#### EXERCISE INSTRUCTIONS
Everything from the top of the data below through the line with "Draw the outline" should be duplicated exactly, and nothing past it.

++++ INFORMATION GIVEN ++++

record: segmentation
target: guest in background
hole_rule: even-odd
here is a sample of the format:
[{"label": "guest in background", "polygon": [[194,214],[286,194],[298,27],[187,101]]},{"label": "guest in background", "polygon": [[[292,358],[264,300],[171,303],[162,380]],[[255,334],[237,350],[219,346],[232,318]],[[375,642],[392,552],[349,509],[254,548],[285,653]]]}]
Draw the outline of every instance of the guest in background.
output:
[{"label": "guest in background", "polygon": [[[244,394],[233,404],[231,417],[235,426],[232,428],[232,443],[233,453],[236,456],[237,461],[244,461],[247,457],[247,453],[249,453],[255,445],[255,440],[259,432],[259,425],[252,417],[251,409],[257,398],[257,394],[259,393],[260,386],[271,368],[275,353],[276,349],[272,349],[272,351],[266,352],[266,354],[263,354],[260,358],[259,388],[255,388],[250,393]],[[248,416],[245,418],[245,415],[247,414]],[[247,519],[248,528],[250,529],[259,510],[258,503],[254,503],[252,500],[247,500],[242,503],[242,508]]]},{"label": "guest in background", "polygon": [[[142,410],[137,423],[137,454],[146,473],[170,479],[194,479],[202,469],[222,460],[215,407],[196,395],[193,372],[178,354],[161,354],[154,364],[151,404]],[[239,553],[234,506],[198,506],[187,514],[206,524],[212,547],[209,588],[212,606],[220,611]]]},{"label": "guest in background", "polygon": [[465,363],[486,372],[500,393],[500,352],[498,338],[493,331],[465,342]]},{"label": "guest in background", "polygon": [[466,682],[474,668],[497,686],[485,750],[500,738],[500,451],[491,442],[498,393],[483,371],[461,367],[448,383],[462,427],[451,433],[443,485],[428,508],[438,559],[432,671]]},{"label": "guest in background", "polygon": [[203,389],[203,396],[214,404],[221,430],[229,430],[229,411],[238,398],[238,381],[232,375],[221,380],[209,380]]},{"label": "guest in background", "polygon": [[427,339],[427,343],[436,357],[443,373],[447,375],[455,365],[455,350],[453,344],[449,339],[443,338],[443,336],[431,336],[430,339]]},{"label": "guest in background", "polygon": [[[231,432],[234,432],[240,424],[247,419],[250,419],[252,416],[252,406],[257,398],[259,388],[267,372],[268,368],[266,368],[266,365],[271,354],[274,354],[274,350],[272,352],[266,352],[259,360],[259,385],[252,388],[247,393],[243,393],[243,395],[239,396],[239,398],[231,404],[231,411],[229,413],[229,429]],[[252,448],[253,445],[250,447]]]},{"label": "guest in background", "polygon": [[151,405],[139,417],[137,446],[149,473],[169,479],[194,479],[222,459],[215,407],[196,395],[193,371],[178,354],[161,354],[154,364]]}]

++++

#### SOLUTION TO THIS TASK
record: segmentation
target: guest in background
hole_rule: even-odd
here is a sample of the format:
[{"label": "guest in background", "polygon": [[194,214],[286,194],[298,27],[187,101]]},{"label": "guest in background", "polygon": [[[292,358],[264,300],[171,303],[162,380]],[[255,334],[237,350],[219,346],[232,318]],[[375,642],[392,552],[349,509],[254,548],[285,653]]]}]
Draw the outline of every instance of the guest in background.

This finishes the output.